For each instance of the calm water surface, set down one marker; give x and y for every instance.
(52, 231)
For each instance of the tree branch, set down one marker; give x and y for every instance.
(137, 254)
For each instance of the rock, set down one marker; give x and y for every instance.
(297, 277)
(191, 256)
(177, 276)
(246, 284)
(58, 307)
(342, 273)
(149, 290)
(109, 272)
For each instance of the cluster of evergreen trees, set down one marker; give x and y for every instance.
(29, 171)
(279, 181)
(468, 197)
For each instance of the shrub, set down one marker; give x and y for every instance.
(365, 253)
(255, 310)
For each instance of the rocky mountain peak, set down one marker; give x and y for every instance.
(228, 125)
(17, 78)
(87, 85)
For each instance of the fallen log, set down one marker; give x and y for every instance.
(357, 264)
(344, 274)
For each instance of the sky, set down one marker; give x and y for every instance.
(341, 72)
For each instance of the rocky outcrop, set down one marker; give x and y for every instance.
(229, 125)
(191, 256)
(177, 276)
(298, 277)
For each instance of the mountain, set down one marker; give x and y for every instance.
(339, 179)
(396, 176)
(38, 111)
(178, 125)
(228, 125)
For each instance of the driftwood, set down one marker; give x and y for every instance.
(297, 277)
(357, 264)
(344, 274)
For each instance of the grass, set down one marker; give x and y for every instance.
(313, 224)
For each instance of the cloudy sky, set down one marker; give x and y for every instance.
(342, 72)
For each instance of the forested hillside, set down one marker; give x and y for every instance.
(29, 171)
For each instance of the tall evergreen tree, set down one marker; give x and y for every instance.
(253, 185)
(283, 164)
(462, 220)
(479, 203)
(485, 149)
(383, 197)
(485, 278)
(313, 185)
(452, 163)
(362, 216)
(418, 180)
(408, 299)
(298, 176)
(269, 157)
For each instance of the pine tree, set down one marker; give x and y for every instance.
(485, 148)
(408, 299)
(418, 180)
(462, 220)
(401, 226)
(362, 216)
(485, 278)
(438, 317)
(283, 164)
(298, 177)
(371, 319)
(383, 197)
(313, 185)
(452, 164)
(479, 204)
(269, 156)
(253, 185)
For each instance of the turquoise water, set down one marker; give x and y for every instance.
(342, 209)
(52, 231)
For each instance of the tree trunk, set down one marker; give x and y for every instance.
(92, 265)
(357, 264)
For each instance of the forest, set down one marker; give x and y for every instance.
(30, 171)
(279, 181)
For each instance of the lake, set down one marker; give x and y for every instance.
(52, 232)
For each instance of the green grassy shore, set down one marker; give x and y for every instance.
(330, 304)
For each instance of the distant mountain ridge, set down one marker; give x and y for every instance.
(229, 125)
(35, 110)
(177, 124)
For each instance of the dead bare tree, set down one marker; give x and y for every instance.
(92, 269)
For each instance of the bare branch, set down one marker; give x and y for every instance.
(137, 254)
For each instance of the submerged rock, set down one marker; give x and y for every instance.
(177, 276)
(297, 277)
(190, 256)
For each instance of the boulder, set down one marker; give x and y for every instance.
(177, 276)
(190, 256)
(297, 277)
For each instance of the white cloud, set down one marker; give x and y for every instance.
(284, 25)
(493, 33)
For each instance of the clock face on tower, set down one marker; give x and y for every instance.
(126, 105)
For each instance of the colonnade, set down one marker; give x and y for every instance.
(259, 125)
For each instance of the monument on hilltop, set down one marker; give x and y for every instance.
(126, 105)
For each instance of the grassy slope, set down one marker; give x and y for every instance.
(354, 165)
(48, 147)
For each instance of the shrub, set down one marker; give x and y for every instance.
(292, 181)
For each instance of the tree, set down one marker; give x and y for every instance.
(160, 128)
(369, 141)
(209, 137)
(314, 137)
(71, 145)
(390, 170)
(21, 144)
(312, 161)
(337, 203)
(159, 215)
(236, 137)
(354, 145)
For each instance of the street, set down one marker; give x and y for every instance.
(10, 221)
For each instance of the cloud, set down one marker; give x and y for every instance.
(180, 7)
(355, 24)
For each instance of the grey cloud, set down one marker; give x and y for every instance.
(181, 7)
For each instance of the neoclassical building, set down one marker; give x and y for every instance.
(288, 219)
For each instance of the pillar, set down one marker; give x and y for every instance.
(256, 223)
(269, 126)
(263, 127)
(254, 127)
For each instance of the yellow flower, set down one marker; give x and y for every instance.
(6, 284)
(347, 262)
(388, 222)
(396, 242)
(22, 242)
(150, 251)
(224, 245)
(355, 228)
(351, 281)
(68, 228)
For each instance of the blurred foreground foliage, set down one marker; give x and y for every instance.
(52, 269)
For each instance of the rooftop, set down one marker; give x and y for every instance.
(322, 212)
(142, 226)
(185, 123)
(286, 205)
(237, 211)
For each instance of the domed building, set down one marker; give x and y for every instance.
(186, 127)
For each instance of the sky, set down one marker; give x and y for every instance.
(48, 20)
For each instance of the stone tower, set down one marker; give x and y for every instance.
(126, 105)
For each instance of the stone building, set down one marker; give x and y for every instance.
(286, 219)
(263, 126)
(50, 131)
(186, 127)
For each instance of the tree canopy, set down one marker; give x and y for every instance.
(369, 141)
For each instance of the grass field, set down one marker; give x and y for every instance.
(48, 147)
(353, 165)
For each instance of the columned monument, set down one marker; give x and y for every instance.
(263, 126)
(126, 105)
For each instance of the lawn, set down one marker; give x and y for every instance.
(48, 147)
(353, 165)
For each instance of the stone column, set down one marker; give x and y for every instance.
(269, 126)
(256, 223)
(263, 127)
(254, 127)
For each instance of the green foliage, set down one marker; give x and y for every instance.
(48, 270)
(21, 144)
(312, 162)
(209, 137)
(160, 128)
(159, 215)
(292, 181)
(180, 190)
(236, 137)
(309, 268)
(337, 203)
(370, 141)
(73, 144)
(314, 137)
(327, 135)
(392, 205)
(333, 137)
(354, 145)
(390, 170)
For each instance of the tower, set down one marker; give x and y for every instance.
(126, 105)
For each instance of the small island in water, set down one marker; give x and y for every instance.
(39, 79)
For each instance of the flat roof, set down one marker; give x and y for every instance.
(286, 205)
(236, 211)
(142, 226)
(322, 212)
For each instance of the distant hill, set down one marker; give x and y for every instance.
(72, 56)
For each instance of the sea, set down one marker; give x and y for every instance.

----

### Task goal
Reproduce the data in its entirety, matching each character.

### Solution
For each instance of the calm water surface, set down one marker; give x and y for every instance.
(52, 231)
For each instance of the tree branch, set down one marker; give x and y for every instance.
(137, 254)
For each instance of the rock, set down one marker; give x and y for every instance.
(297, 277)
(191, 256)
(177, 276)
(246, 284)
(58, 307)
(342, 273)
(149, 290)
(109, 272)
For each instance of the cluster of evergreen trees, set down one marker; give x and y for every instance.
(29, 171)
(279, 181)
(468, 197)
For each instance of the shrub, set down one marker; give x and y for every instance.
(365, 253)
(255, 310)
For each instance of the rocky mountain peak, set down one marker; give x and y for every instance.
(228, 125)
(17, 78)
(87, 85)
For each instance of the fallen log, set down one marker; give x and y for every instance.
(357, 264)
(344, 274)
For each instance of the sky, set down one marker; give x and y for every instance.
(341, 72)
For each instance of the rocky outcrop, set down one marker; give x and y for every instance.
(229, 125)
(191, 256)
(177, 276)
(298, 277)
For each instance of the mountain, set down one marker; give x and y for every instance.
(339, 179)
(396, 176)
(38, 111)
(178, 125)
(228, 125)
For each instance of the driftwood, set down one marker; give x and y for every instance.
(297, 277)
(357, 264)
(344, 274)
For each instance of the grass, set down one marker; give x and y for every instance.
(313, 224)
For each instance of the cloudy sky, set down one marker; give x and y for every instance.
(342, 72)
For each instance of the forested hillside, set down one marker; give x and y for every instance.
(29, 171)
For each instance of the tall evergreen tree, set down one marker; give x and y for every instance.
(253, 185)
(283, 164)
(462, 220)
(479, 203)
(485, 149)
(383, 197)
(485, 278)
(313, 185)
(452, 163)
(362, 216)
(418, 180)
(408, 299)
(298, 176)
(269, 157)
For each instance of the pine tree, set down one marker; give x and y for every instance.
(485, 148)
(408, 299)
(418, 180)
(462, 220)
(401, 226)
(362, 216)
(485, 278)
(438, 317)
(283, 164)
(298, 177)
(371, 319)
(383, 197)
(313, 185)
(452, 164)
(479, 204)
(269, 156)
(253, 185)
For each instance of the turquoise water, set down one marker; give x and y for every instance.
(342, 209)
(52, 231)
For each instance of the tree trunk, set down one marker; give x and y for every instance.
(92, 265)
(357, 264)
For each instance of the forest, set down one marker; give x and y for every instance.
(30, 171)
(279, 181)
For each instance of the lake, set down one marker; give x and y for every instance.
(52, 232)
For each instance of the green grassy shore, set down one marker; give x and y for every instance.
(330, 304)
For each instance of the distant mountain ridge, set down one marker; give x and y for every instance.
(229, 125)
(35, 110)
(177, 124)
For each instance of the dead bare tree, set down one marker; give x and y for every instance.
(92, 269)
For each instance of the bare branch, set down one marker; give x and y for every instance.
(137, 254)
For each instance of the submerged rock, set down one marker; give x and y for every instance.
(177, 276)
(297, 277)
(190, 256)
For each instance of the boulder, set down one marker; give x and y for every instance.
(177, 276)
(190, 256)
(297, 277)
For each instance of the white cloud, set down one marker; give x and y for every instance.
(284, 25)
(493, 33)
For each instance of the clock face on tower, set down one marker; give x and y for every instance.
(126, 105)
For each instance of the colonnade, set down one marker; give x and y for every instance.
(259, 125)
For each instance of the monument on hilltop, set down one marker; give x and y for every instance.
(126, 105)
For each instance of the grassy slope, set down one marker; give x and y for every instance.
(354, 165)
(48, 147)
For each instance of the shrub, set down one marker; give x and y for every instance.
(292, 181)
For each instance of the tree, set down one marker; give x and y for every instance.
(160, 128)
(369, 141)
(209, 137)
(314, 137)
(71, 145)
(390, 170)
(21, 144)
(312, 161)
(337, 203)
(159, 215)
(236, 137)
(354, 145)
For each instance of the street, set down one marker; give x and y for every instance.
(10, 221)
For each instance of the cloud, set down one marker; give x and y for every instance.
(180, 7)
(355, 24)
For each instance of the grey cloud, set down one marker; give x and y for every instance.
(181, 7)
For each instance of the neoclassical building, set down one marker; give x and y for every instance.
(288, 219)
For each instance of the pillar, set down one marker; give x and y for every instance.
(256, 223)
(269, 126)
(263, 127)
(254, 127)
For each instance of the yellow flower, set down one marker; give x and y for every instance.
(6, 284)
(347, 262)
(388, 222)
(396, 242)
(22, 242)
(150, 251)
(224, 245)
(355, 228)
(351, 281)
(68, 228)
For each instance of the blurred foreground foliage, set down one marker; give x and y for every instance.
(52, 269)
For each instance of the rooftop, set down one marker; give x and y for every instance.
(322, 212)
(142, 226)
(185, 123)
(286, 205)
(237, 211)
For each instance of the domed building, set down one marker; give x and y for every instance.
(186, 127)
For each instance of the sky, set down one marker; give x and y for every instance.
(48, 20)
For each instance of the stone tower, set down one marker; give x and y for every instance.
(126, 105)
For each instance of the stone building, set down one marker; give x and y for every instance.
(286, 219)
(263, 126)
(50, 131)
(186, 127)
For each instance of the tree canopy, set down one marker; give x and y for every instance.
(369, 141)
For each instance of the grass field, set down one marker; give x and y for every instance.
(48, 147)
(353, 165)
For each instance of the columned monument, set down one marker; give x and y for every instance.
(263, 126)
(126, 105)
For each instance of the lawn, set down one marker; give x and y for every instance.
(48, 147)
(353, 165)
For each instance of the stone column, set down one marker; give x and y for every instance.
(269, 126)
(256, 223)
(263, 127)
(254, 127)
For each instance of the green foliage, set down one marker; give x and y for every instance.
(48, 270)
(21, 144)
(312, 162)
(209, 137)
(160, 128)
(159, 215)
(292, 181)
(180, 190)
(236, 137)
(309, 268)
(337, 203)
(370, 141)
(73, 144)
(314, 137)
(327, 135)
(392, 205)
(333, 137)
(354, 145)
(390, 170)
For each instance of the tower, set down one marker; give x and y for every instance.
(126, 105)
For each instance of the small island in water, set down one marker; give x and y for every instance.
(39, 79)
For each instance of the flat roof, set down one marker; give x and y for every instance.
(286, 205)
(236, 211)
(142, 226)
(322, 212)
For each instance of the distant hill, set down one marker; give x and y for every instance.
(72, 56)
For each instance of the sea, set down one marker; give x and y for every instance.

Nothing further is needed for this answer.